What you are asked to do:
For the material below, return exactly the lines starting at the line containing "the tree trunk" and ending at the line containing "the bicycle tire", both ends included, and no others.

*** Dataset excerpts

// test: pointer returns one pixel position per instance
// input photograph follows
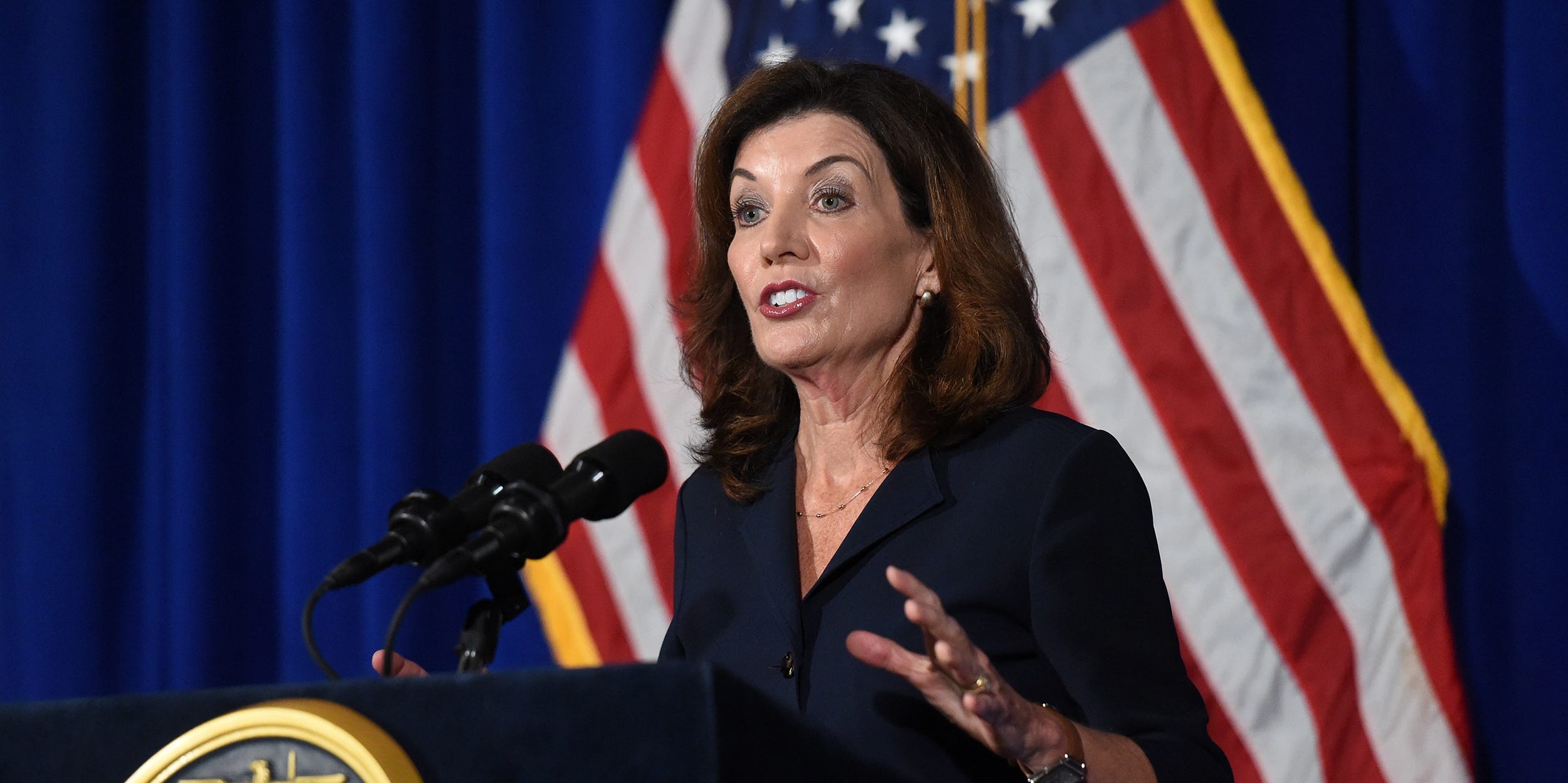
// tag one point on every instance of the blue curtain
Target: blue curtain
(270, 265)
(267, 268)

******
*** Dataset excerpts

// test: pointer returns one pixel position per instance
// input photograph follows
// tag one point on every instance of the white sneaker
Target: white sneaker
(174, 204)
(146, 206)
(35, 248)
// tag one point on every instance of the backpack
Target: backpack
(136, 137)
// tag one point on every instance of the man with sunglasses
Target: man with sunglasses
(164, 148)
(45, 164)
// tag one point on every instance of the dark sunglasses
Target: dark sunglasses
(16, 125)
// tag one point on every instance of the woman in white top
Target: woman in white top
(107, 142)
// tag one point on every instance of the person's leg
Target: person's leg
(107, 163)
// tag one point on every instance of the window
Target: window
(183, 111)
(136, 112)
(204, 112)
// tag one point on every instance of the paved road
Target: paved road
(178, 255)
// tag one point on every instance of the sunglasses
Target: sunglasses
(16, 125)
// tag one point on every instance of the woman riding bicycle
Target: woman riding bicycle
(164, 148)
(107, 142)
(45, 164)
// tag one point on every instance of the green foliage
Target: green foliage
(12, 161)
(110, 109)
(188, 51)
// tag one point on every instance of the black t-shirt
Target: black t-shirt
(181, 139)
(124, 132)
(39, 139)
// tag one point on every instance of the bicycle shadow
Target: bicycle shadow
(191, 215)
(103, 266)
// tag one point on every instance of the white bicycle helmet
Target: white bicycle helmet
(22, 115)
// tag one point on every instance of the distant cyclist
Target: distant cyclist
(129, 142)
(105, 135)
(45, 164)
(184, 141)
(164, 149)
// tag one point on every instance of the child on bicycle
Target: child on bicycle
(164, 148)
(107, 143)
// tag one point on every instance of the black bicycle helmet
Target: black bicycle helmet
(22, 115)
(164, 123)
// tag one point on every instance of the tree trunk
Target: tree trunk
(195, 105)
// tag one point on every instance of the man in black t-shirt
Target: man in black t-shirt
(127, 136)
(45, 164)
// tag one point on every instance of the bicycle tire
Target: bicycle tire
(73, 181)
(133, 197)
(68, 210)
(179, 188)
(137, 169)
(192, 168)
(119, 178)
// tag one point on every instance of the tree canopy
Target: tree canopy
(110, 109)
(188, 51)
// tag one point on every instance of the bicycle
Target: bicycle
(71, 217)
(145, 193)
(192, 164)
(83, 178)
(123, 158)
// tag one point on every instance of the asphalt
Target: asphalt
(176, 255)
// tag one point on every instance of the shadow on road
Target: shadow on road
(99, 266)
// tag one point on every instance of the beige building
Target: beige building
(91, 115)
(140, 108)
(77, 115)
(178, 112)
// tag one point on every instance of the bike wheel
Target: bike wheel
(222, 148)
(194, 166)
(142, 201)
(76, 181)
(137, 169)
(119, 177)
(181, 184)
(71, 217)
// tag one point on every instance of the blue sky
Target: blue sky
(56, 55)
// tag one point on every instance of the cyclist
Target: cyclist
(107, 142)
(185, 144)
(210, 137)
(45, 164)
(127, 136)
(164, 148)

******

Your response:
// tag one point on every instance of the tree trunk
Target: tree trunk
(195, 105)
// tag one point on every instance of the man in black t-shirt
Target: man in black t-shirt
(127, 136)
(45, 164)
// tag one point on every instance of the bicycle tire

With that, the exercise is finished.